## [Instructions for the task]
An exact reproduction of all the entries is the expected answer.

========================================

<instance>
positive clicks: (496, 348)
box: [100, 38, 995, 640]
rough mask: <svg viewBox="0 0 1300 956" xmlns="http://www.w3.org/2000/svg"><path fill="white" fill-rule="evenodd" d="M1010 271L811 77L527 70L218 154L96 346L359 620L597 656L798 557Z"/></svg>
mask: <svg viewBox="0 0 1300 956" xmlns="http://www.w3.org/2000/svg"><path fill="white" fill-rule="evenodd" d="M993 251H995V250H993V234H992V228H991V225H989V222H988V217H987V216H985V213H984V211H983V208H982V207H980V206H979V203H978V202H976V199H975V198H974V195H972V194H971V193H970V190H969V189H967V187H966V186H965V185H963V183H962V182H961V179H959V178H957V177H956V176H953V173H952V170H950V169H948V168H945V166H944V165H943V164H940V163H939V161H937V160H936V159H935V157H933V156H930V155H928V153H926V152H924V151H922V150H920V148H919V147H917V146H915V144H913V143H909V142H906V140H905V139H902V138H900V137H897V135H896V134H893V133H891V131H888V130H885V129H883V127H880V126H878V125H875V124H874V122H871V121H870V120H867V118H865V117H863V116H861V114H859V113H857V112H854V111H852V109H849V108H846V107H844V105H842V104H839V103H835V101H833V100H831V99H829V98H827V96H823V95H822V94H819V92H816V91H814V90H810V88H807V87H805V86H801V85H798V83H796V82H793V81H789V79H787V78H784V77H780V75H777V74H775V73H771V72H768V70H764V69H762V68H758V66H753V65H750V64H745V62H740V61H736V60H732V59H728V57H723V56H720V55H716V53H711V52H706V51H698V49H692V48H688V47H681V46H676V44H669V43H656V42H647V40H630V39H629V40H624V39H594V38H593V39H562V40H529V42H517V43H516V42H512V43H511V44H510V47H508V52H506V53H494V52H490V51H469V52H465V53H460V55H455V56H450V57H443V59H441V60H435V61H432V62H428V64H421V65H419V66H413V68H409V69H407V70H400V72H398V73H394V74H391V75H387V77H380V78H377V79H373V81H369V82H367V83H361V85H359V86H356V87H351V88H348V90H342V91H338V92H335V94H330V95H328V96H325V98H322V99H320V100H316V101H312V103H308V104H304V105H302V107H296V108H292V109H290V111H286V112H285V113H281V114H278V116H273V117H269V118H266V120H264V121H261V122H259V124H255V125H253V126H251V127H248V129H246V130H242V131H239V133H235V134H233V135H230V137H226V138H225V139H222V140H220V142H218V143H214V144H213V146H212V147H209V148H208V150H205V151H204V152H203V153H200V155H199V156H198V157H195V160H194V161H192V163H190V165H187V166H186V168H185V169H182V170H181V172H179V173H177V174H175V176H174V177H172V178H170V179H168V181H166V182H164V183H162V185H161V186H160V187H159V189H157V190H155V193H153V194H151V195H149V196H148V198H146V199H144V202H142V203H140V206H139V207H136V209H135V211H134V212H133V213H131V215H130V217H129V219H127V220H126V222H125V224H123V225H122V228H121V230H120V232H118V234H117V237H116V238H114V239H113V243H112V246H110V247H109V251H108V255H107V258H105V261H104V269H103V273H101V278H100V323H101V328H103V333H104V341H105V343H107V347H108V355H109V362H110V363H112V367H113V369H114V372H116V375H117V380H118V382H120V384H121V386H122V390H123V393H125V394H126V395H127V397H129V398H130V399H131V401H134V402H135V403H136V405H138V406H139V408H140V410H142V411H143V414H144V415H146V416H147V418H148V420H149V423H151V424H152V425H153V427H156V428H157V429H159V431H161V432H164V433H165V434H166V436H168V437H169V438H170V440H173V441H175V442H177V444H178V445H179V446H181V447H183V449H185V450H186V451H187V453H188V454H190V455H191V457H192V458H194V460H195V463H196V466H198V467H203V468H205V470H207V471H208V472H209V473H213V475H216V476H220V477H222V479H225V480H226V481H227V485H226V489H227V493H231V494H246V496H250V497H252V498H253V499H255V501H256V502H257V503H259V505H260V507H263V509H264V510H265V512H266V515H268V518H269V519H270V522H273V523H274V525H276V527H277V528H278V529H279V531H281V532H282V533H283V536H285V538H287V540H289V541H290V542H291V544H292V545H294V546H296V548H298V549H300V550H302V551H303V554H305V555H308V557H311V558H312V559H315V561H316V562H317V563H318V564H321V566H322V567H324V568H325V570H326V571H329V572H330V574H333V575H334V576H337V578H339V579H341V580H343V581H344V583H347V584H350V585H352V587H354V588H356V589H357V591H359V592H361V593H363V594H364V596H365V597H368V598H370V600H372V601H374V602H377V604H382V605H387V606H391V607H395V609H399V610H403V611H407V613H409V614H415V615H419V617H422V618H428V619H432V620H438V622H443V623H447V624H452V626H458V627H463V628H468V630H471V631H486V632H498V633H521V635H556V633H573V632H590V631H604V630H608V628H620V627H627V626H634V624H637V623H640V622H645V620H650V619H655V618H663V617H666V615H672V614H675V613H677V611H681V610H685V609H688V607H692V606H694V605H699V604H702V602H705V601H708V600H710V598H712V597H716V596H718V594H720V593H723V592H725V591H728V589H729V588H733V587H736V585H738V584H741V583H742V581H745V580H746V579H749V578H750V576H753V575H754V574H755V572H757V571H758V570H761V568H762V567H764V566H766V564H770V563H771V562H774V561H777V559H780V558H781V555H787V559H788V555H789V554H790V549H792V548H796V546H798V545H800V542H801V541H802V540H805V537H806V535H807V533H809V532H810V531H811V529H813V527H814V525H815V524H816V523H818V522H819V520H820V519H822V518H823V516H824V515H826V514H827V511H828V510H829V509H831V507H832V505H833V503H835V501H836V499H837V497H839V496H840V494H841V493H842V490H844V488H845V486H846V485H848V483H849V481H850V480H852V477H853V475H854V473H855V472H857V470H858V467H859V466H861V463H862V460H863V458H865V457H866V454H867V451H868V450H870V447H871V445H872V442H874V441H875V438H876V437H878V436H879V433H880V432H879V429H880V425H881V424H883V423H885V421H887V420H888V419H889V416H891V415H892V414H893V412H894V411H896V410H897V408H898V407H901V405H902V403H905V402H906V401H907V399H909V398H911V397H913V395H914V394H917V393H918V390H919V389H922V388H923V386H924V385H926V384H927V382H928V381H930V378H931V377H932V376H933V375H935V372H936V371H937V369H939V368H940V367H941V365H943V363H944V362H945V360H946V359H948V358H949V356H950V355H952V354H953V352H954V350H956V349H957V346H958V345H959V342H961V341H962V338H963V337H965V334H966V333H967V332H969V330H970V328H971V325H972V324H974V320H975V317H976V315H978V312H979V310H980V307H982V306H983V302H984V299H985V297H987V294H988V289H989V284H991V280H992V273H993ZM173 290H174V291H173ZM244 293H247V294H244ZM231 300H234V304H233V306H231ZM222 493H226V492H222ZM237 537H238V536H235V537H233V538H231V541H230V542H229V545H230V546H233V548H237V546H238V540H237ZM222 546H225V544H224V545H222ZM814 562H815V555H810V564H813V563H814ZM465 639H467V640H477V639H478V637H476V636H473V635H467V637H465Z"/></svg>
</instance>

========================================

## [Answer for the task]
<instance>
positive clicks: (496, 348)
box: [100, 38, 995, 640]
rough mask: <svg viewBox="0 0 1300 956" xmlns="http://www.w3.org/2000/svg"><path fill="white" fill-rule="evenodd" d="M1010 271L811 77L527 70L218 154L96 346L359 620L597 656L798 557Z"/></svg>
mask: <svg viewBox="0 0 1300 956" xmlns="http://www.w3.org/2000/svg"><path fill="white" fill-rule="evenodd" d="M993 251H995V250H993V234H992V228H991V225H989V222H988V217H987V216H985V213H984V211H983V208H982V207H980V206H979V203H978V202H976V199H975V198H974V195H972V194H971V193H970V190H969V189H967V187H966V186H965V185H963V183H962V182H961V179H959V178H957V177H956V176H953V173H952V170H950V169H948V168H945V166H944V165H943V164H940V163H939V161H937V160H936V159H935V157H933V156H930V155H928V153H926V152H924V151H922V150H920V148H919V147H917V146H915V144H913V143H909V142H906V140H905V139H902V138H900V137H897V135H896V134H893V133H891V131H888V130H885V129H883V127H880V126H878V125H875V124H874V122H871V121H870V120H867V118H865V117H863V116H861V114H859V113H857V112H854V111H852V109H849V108H846V107H844V105H842V104H839V103H835V101H833V100H831V99H829V98H827V96H823V95H822V94H819V92H816V91H814V90H810V88H807V87H805V86H801V85H798V83H796V82H793V81H789V79H787V78H784V77H780V75H777V74H775V73H771V72H768V70H764V69H762V68H758V66H753V65H750V64H745V62H740V61H736V60H732V59H728V57H723V56H720V55H716V53H711V52H706V51H698V49H692V48H688V47H681V46H676V44H669V43H656V42H647V40H630V39H629V40H624V39H594V38H593V39H562V40H529V42H517V43H516V42H512V43H511V44H510V47H508V52H506V53H494V52H490V51H469V52H465V53H460V55H455V56H450V57H443V59H441V60H435V61H432V62H428V64H421V65H419V66H413V68H409V69H407V70H400V72H398V73H394V74H391V75H387V77H380V78H377V79H373V81H369V82H367V83H361V85H359V86H356V87H351V88H348V90H342V91H338V92H335V94H330V95H328V96H325V98H322V99H320V100H316V101H312V103H308V104H304V105H302V107H296V108H292V109H290V111H286V112H285V113H281V114H278V116H273V117H269V118H266V120H264V121H261V122H259V124H255V125H253V126H251V127H248V129H246V130H242V131H239V133H235V134H233V135H230V137H226V138H225V139H222V140H220V142H218V143H214V144H213V146H212V147H209V148H208V150H205V151H204V152H203V153H200V155H199V156H198V157H195V160H194V161H192V163H190V165H187V166H186V168H185V169H182V170H181V172H179V173H177V174H175V176H174V177H172V178H170V179H168V181H166V182H164V183H162V185H161V186H160V187H159V189H157V190H155V193H153V194H151V195H149V196H148V198H146V199H144V202H142V203H140V206H139V207H136V209H135V211H134V212H133V213H131V215H130V217H129V219H127V220H126V222H125V224H123V225H122V228H121V230H120V232H118V234H117V237H116V238H114V239H113V243H112V246H110V247H109V251H108V255H107V258H105V261H104V269H103V273H101V278H100V323H101V328H103V333H104V341H105V343H107V347H108V355H109V362H110V363H112V367H113V369H114V372H116V375H117V380H118V382H120V384H121V386H122V390H123V393H125V394H126V395H127V397H129V398H130V399H131V401H134V402H135V403H136V405H138V406H139V408H140V410H142V411H143V414H144V415H146V416H147V418H148V420H149V423H151V424H152V425H153V427H156V428H157V429H159V431H161V432H164V433H165V434H166V436H168V437H169V438H170V440H173V441H175V442H177V444H178V445H179V446H181V447H183V449H185V450H186V451H187V453H188V454H190V455H191V457H192V458H194V460H195V463H196V466H198V467H203V468H205V470H207V471H208V472H209V473H213V475H216V476H220V477H222V479H225V480H226V481H227V485H226V489H227V493H231V494H246V496H250V497H252V498H253V499H255V501H256V502H257V503H259V505H260V507H263V509H264V510H265V512H266V515H268V518H269V519H270V522H273V523H274V525H276V527H277V528H278V529H279V531H281V532H282V533H283V536H285V538H287V540H289V541H290V542H291V544H292V545H294V546H296V548H298V549H300V550H302V551H303V554H305V555H308V557H311V558H312V559H315V561H316V562H317V563H318V564H321V566H322V567H324V568H325V570H326V571H329V572H330V574H333V575H334V576H337V578H339V579H341V580H343V581H344V583H347V584H350V585H352V587H354V588H356V589H357V591H359V592H361V593H363V594H364V596H365V597H368V598H370V600H372V601H374V602H377V604H382V605H387V606H391V607H395V609H399V610H403V611H407V613H409V614H415V615H419V617H422V618H428V619H432V620H438V622H443V623H447V624H452V626H458V627H463V628H468V630H471V631H486V632H498V633H521V635H556V633H573V632H590V631H604V630H608V628H620V627H627V626H634V624H637V623H640V622H645V620H650V619H655V618H663V617H666V615H672V614H675V613H677V611H681V610H685V609H688V607H692V606H694V605H699V604H702V602H705V601H708V600H710V598H712V597H716V596H718V594H720V593H723V592H725V591H728V589H729V588H733V587H736V585H738V584H741V583H742V581H745V580H746V579H749V578H750V576H753V575H754V574H755V572H757V571H758V570H761V568H762V567H764V566H766V564H770V563H771V562H774V561H777V559H780V558H781V555H787V559H788V555H789V554H790V549H792V548H796V546H798V545H800V542H801V541H802V540H805V537H806V535H807V533H809V532H810V531H811V529H813V527H814V525H815V524H816V523H818V522H819V520H820V519H822V518H823V516H824V515H826V514H827V511H828V510H829V509H831V507H832V505H833V503H835V501H836V499H837V497H839V496H840V494H841V493H842V490H844V488H845V486H846V485H848V483H849V481H850V480H852V477H853V475H854V473H855V472H857V470H858V467H859V466H861V463H862V460H863V458H865V457H866V454H867V451H868V450H870V447H871V445H872V442H874V441H875V438H876V437H878V436H879V433H880V432H879V429H880V425H881V424H883V423H885V421H887V420H888V419H889V416H891V415H892V414H893V412H894V411H896V410H897V408H898V407H901V405H902V403H905V402H906V401H907V399H909V398H911V397H913V395H914V394H917V393H918V390H919V389H922V388H923V386H924V385H926V384H927V382H928V381H930V378H931V377H932V376H933V375H935V372H936V371H937V369H939V368H940V367H941V365H943V363H944V362H945V360H946V359H948V358H949V356H950V355H952V354H953V352H954V350H956V349H957V346H958V345H959V342H961V341H962V338H963V337H965V334H966V333H967V332H969V330H970V328H971V325H972V324H974V320H975V317H976V315H978V312H979V310H980V307H982V306H983V302H984V299H985V297H987V294H988V289H989V284H991V280H992V273H993ZM173 290H174V291H173ZM244 293H247V294H244ZM231 300H234V304H233V306H231ZM222 493H226V492H222ZM237 537H238V536H235V537H233V538H231V541H230V542H229V545H230V546H233V548H237V546H238V540H237ZM222 546H225V544H224V545H222ZM814 562H815V555H810V564H813V563H814ZM465 639H467V640H477V639H478V637H476V636H473V635H467V637H465Z"/></svg>
</instance>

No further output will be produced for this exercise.